» To do: Skip the images and return the records below exactly.

━━ Input ━━

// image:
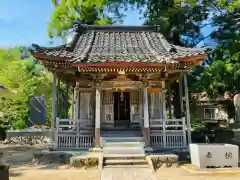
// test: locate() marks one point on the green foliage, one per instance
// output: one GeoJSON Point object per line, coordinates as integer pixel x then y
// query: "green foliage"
{"type": "Point", "coordinates": [27, 79]}
{"type": "Point", "coordinates": [99, 12]}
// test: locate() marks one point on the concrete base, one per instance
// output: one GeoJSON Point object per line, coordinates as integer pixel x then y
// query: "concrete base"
{"type": "Point", "coordinates": [95, 149]}
{"type": "Point", "coordinates": [214, 155]}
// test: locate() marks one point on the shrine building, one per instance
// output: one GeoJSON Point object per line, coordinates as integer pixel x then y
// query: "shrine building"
{"type": "Point", "coordinates": [121, 78]}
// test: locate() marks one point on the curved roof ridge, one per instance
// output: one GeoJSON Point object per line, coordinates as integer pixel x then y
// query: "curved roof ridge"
{"type": "Point", "coordinates": [112, 28]}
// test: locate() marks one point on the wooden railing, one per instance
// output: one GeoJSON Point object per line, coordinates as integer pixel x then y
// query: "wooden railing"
{"type": "Point", "coordinates": [74, 134]}
{"type": "Point", "coordinates": [170, 133]}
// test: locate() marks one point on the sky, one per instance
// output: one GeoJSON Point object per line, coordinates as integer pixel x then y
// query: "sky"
{"type": "Point", "coordinates": [23, 22]}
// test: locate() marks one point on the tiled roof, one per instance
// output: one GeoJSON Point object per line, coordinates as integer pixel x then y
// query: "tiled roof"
{"type": "Point", "coordinates": [93, 44]}
{"type": "Point", "coordinates": [204, 96]}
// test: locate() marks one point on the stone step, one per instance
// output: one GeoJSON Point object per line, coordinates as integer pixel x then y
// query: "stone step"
{"type": "Point", "coordinates": [127, 166]}
{"type": "Point", "coordinates": [123, 144]}
{"type": "Point", "coordinates": [121, 134]}
{"type": "Point", "coordinates": [115, 138]}
{"type": "Point", "coordinates": [123, 150]}
{"type": "Point", "coordinates": [125, 162]}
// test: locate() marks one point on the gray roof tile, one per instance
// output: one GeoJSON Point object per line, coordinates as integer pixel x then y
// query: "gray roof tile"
{"type": "Point", "coordinates": [93, 44]}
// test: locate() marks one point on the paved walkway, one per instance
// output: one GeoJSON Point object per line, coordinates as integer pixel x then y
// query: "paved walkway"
{"type": "Point", "coordinates": [127, 174]}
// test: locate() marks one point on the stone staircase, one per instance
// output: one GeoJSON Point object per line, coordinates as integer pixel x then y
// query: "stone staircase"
{"type": "Point", "coordinates": [126, 160]}
{"type": "Point", "coordinates": [123, 148]}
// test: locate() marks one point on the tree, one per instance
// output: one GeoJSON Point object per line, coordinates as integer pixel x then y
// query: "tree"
{"type": "Point", "coordinates": [27, 79]}
{"type": "Point", "coordinates": [100, 12]}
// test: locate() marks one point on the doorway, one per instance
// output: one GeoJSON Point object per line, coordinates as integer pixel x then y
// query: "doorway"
{"type": "Point", "coordinates": [121, 109]}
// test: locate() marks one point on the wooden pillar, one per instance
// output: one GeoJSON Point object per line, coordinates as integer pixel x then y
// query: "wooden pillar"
{"type": "Point", "coordinates": [54, 97]}
{"type": "Point", "coordinates": [165, 117]}
{"type": "Point", "coordinates": [73, 105]}
{"type": "Point", "coordinates": [76, 102]}
{"type": "Point", "coordinates": [66, 101]}
{"type": "Point", "coordinates": [97, 116]}
{"type": "Point", "coordinates": [58, 106]}
{"type": "Point", "coordinates": [146, 129]}
{"type": "Point", "coordinates": [181, 94]}
{"type": "Point", "coordinates": [187, 110]}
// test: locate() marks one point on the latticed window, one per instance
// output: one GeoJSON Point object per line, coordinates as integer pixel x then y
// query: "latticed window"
{"type": "Point", "coordinates": [210, 113]}
{"type": "Point", "coordinates": [135, 108]}
{"type": "Point", "coordinates": [85, 105]}
{"type": "Point", "coordinates": [155, 106]}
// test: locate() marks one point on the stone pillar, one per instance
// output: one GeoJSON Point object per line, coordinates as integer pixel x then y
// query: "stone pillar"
{"type": "Point", "coordinates": [187, 110]}
{"type": "Point", "coordinates": [146, 130]}
{"type": "Point", "coordinates": [54, 98]}
{"type": "Point", "coordinates": [97, 116]}
{"type": "Point", "coordinates": [164, 117]}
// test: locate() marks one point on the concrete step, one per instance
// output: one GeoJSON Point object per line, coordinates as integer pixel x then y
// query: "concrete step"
{"type": "Point", "coordinates": [123, 150]}
{"type": "Point", "coordinates": [123, 144]}
{"type": "Point", "coordinates": [125, 162]}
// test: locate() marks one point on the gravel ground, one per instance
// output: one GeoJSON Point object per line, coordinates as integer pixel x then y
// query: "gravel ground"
{"type": "Point", "coordinates": [181, 174]}
{"type": "Point", "coordinates": [19, 157]}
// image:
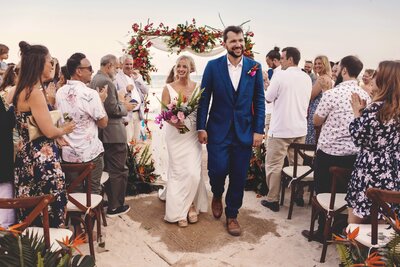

━━━

» Written answer:
// image:
// test: locate() marks one point on the green foliage, one per instance
// output: one GeoJSON Point object per line, coordinates as integer pixel x then y
// query: "green foliage"
{"type": "Point", "coordinates": [27, 79]}
{"type": "Point", "coordinates": [99, 12]}
// test: locate() marks one point on the concrete base, one per instance
// output: one GeoJSON Point object per line, coordinates as integer pixel x then y
// query: "concrete base"
{"type": "Point", "coordinates": [95, 149]}
{"type": "Point", "coordinates": [214, 155]}
// test: locate() marks one point on the shrine building, one per instance
// output: one GeoJSON Point object per line, coordinates as integer pixel x then y
// query: "shrine building"
{"type": "Point", "coordinates": [121, 78]}
// test: locate() marks one point on the curved roof ridge, one per instance
// output: one GeoJSON Point object per line, coordinates as integer pixel x then y
// query: "curved roof ridge"
{"type": "Point", "coordinates": [112, 28]}
// test: locate() marks one point on the wooden railing, one per instance
// output: one GeoJSON Point object per line, coordinates as integer pixel x then y
// query: "wooden railing"
{"type": "Point", "coordinates": [74, 134]}
{"type": "Point", "coordinates": [170, 133]}
// test: locate() marks one point on the sky, one per instance
// output: one GeoJSON Point object per line, coordinates as integer pixel x then y
// query: "sky"
{"type": "Point", "coordinates": [23, 22]}
// test: locate() marks one point on the tiled roof, one per instance
// output: one GeoJSON Point object per line, coordinates as integer pixel x then y
// query: "tiled roof"
{"type": "Point", "coordinates": [93, 44]}
{"type": "Point", "coordinates": [204, 96]}
// test: locate() marks one point on the stone step, one per instance
// output: one GeoJSON Point object per line, coordinates as integer pixel x then y
// query: "stone step"
{"type": "Point", "coordinates": [127, 166]}
{"type": "Point", "coordinates": [123, 144]}
{"type": "Point", "coordinates": [121, 134]}
{"type": "Point", "coordinates": [115, 138]}
{"type": "Point", "coordinates": [123, 150]}
{"type": "Point", "coordinates": [125, 162]}
// test: locate() marks one point on the gray roof tile, one per instance
// output: one GeoJSON Point object per line, coordinates as integer pixel x then y
// query: "gray roof tile"
{"type": "Point", "coordinates": [93, 44]}
// test: locate() marks one point on the paved walkway, one per instance
// output: one GeoJSON Point object per line, coordinates as integer pixel x then y
// query: "paved walkway"
{"type": "Point", "coordinates": [127, 174]}
// test: locate() marks one point on the stone staircase, one per instance
// output: one GeoJSON Point object per line, coordinates as integer pixel x then y
// query: "stone staircase"
{"type": "Point", "coordinates": [126, 160]}
{"type": "Point", "coordinates": [123, 148]}
// test: locate() marks one point on the tree, one per instance
// output: one GeoJSON Point object per line, coordinates as integer pixel x then y
// query: "tree"
{"type": "Point", "coordinates": [27, 79]}
{"type": "Point", "coordinates": [100, 12]}
// test: locate() marks one point on the doorway, one per instance
// output: one GeoJSON Point object per line, coordinates as integer pixel x then y
// query: "doorway"
{"type": "Point", "coordinates": [121, 109]}
// test: locate() marks one point on the wooden pillar, one per instance
// output: one GeoJSON Point object per line, coordinates as integer pixel x then y
// query: "wooden pillar"
{"type": "Point", "coordinates": [54, 97]}
{"type": "Point", "coordinates": [165, 117]}
{"type": "Point", "coordinates": [73, 105]}
{"type": "Point", "coordinates": [76, 102]}
{"type": "Point", "coordinates": [66, 101]}
{"type": "Point", "coordinates": [97, 116]}
{"type": "Point", "coordinates": [58, 106]}
{"type": "Point", "coordinates": [146, 129]}
{"type": "Point", "coordinates": [181, 94]}
{"type": "Point", "coordinates": [187, 110]}
// test: locate() marks one point on the latticed window, one per instance
// output: one GeoJSON Point object per line, coordinates as integer pixel x then y
// query: "latticed window"
{"type": "Point", "coordinates": [210, 113]}
{"type": "Point", "coordinates": [135, 108]}
{"type": "Point", "coordinates": [85, 105]}
{"type": "Point", "coordinates": [155, 106]}
// test: locate() marks one point on the stone pillar, one per instance
// output: one GeoJSON Point object per line, coordinates as integer pixel x then y
// query: "stone pillar"
{"type": "Point", "coordinates": [187, 110]}
{"type": "Point", "coordinates": [146, 130]}
{"type": "Point", "coordinates": [54, 98]}
{"type": "Point", "coordinates": [97, 116]}
{"type": "Point", "coordinates": [164, 117]}
// test: locate() marks one point on the concrete step, one per instance
// output: one GeoJSON Point object per line, coordinates as integer pixel x then y
// query: "concrete step"
{"type": "Point", "coordinates": [123, 150]}
{"type": "Point", "coordinates": [123, 144]}
{"type": "Point", "coordinates": [125, 162]}
// test: locate() marks one point on the gravel ground, one per instance
// output: one GeoJSON Point object per line, coordinates as integer pixel x then y
// query: "gravel ground"
{"type": "Point", "coordinates": [181, 174]}
{"type": "Point", "coordinates": [19, 157]}
// image:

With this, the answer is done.